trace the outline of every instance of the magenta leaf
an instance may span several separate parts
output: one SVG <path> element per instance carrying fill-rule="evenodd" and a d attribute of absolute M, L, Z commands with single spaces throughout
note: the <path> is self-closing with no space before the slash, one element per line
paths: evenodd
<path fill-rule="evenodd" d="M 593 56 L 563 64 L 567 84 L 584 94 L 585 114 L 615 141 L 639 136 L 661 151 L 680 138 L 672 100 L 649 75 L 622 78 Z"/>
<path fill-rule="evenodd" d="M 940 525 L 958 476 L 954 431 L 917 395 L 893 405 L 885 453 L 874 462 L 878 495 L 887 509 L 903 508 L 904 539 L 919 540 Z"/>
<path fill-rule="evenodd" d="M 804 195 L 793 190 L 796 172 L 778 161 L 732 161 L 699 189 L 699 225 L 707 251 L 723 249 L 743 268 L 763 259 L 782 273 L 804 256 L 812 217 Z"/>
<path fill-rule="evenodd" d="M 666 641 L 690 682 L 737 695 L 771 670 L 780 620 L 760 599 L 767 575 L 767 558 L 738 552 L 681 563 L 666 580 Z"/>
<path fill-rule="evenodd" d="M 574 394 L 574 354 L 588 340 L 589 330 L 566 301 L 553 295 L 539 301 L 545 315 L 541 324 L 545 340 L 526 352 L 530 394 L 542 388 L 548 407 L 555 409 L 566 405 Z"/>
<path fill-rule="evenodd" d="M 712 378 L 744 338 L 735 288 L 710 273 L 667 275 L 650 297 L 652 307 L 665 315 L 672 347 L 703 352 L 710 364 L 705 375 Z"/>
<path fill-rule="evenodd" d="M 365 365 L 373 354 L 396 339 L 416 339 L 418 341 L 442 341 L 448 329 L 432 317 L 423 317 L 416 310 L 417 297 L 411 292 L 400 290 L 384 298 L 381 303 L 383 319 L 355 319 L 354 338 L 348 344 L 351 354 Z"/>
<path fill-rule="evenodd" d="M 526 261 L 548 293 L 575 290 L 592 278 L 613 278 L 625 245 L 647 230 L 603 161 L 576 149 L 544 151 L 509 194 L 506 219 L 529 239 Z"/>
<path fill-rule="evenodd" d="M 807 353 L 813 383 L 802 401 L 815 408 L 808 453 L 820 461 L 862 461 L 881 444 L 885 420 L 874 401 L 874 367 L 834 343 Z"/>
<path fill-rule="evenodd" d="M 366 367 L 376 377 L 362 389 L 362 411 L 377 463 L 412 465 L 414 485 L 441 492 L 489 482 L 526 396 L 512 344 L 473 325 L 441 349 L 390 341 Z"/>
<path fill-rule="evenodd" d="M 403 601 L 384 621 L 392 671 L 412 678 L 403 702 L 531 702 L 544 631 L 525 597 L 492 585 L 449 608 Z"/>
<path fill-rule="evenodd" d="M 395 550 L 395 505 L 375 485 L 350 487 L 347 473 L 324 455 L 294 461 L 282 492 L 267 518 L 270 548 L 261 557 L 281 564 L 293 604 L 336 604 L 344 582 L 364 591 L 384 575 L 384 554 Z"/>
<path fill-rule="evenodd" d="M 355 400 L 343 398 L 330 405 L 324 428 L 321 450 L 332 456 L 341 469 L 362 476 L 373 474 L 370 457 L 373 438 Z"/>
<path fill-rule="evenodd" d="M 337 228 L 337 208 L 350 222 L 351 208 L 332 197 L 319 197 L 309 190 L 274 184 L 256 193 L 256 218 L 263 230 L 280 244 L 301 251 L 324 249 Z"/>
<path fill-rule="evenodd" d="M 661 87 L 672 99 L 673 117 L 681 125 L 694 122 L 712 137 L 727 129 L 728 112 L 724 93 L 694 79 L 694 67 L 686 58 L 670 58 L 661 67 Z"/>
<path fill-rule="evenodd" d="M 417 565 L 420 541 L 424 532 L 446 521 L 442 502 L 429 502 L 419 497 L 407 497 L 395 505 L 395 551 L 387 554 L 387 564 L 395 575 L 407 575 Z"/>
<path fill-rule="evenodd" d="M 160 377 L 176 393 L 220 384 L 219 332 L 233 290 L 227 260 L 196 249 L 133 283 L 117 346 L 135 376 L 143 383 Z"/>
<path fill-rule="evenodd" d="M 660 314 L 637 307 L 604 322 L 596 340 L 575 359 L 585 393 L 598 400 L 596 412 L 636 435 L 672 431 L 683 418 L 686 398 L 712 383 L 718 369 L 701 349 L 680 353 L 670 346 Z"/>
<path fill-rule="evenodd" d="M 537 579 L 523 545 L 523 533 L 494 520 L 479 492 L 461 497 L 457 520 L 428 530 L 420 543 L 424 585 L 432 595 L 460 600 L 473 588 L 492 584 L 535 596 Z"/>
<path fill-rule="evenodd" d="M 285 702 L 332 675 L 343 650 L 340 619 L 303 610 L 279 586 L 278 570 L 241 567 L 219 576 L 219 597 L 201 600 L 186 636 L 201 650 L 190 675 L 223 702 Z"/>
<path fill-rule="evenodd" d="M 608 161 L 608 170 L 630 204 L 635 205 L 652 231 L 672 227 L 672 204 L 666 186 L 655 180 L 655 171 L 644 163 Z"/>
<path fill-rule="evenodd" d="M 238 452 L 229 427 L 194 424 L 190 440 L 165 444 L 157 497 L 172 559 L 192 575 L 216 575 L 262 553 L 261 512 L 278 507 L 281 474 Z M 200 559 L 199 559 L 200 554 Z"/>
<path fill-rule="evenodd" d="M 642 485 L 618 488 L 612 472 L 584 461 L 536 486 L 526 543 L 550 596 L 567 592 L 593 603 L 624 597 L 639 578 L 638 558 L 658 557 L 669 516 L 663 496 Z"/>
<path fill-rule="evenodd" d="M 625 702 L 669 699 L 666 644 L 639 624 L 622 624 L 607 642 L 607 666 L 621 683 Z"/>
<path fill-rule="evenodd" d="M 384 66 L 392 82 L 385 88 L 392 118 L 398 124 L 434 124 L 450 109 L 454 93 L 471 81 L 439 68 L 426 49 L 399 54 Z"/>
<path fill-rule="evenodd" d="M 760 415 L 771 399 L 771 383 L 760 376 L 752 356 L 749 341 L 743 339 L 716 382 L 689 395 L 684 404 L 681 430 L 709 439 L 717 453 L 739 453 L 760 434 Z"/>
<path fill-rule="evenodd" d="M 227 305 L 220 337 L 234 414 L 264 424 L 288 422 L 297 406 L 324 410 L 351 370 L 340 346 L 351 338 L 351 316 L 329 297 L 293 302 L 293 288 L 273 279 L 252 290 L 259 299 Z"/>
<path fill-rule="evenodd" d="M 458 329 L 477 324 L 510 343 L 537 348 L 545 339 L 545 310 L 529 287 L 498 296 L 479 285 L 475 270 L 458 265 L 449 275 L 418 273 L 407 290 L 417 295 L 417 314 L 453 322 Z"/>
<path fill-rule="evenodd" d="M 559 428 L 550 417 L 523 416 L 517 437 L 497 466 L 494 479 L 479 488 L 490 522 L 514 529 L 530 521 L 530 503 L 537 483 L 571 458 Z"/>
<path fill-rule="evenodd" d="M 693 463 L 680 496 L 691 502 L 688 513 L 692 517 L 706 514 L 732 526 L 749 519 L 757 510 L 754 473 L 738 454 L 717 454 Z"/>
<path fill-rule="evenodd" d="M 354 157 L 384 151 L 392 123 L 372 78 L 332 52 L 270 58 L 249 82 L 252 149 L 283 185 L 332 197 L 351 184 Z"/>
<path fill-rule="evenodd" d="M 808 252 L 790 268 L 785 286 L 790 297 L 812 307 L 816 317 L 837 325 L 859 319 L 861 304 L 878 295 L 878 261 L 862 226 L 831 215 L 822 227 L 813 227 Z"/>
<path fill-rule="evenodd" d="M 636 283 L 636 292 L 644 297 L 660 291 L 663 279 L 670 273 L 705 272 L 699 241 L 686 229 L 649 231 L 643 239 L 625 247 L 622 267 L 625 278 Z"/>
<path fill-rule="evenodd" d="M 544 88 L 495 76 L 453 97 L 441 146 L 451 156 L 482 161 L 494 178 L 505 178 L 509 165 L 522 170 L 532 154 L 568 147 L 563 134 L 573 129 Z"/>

━━━━━━

* Instruction:
Give the records from their first line through the line containing "807 353 L 813", both included, as a JSON list of strings with one string per line and blank lines left out.

* The output:
[
  "trace the outline of every instance of the magenta leaf",
  "an instance may span several separate parts",
  "output: one SVG <path> element per instance carrying fill-rule=\"evenodd\" and a d attribute of absolute M, L, Z commands with single spaces throughout",
  "note: the <path> is self-closing with no space before the slash, one element per line",
  "paths: evenodd",
  "<path fill-rule=\"evenodd\" d=\"M 593 56 L 563 64 L 567 84 L 584 94 L 585 114 L 615 141 L 639 136 L 661 151 L 680 138 L 672 100 L 649 75 L 622 78 Z\"/>",
  "<path fill-rule=\"evenodd\" d=\"M 940 525 L 958 476 L 954 431 L 917 395 L 893 405 L 885 453 L 874 462 L 878 495 L 887 509 L 903 508 L 904 539 L 919 540 Z\"/>",
  "<path fill-rule=\"evenodd\" d=\"M 804 195 L 793 190 L 796 172 L 778 161 L 732 161 L 699 189 L 699 225 L 707 251 L 723 249 L 743 268 L 763 259 L 782 273 L 804 256 L 812 217 Z\"/>",
  "<path fill-rule=\"evenodd\" d=\"M 666 641 L 690 682 L 737 695 L 771 670 L 780 620 L 760 599 L 767 575 L 767 558 L 738 552 L 681 563 L 666 580 Z\"/>",
  "<path fill-rule=\"evenodd\" d=\"M 574 394 L 574 354 L 588 340 L 589 330 L 566 301 L 553 295 L 539 301 L 545 315 L 541 324 L 545 340 L 526 352 L 530 394 L 542 388 L 548 407 L 555 409 L 566 405 Z\"/>",
  "<path fill-rule=\"evenodd\" d=\"M 712 378 L 744 338 L 735 288 L 710 273 L 667 275 L 650 297 L 652 307 L 665 315 L 672 347 L 703 352 L 710 364 L 705 375 Z\"/>",
  "<path fill-rule=\"evenodd\" d=\"M 365 365 L 373 354 L 396 339 L 416 339 L 418 341 L 442 341 L 448 329 L 432 317 L 423 317 L 416 310 L 417 297 L 411 292 L 400 290 L 384 298 L 381 303 L 383 319 L 355 319 L 354 338 L 348 344 L 351 354 Z\"/>",
  "<path fill-rule=\"evenodd\" d=\"M 526 261 L 548 293 L 575 290 L 592 278 L 613 278 L 625 245 L 647 230 L 603 161 L 576 149 L 544 151 L 509 194 L 506 219 L 529 239 Z\"/>",
  "<path fill-rule=\"evenodd\" d=\"M 807 353 L 813 383 L 802 401 L 815 408 L 808 453 L 820 461 L 862 461 L 881 444 L 885 420 L 874 401 L 874 367 L 834 343 Z\"/>"
]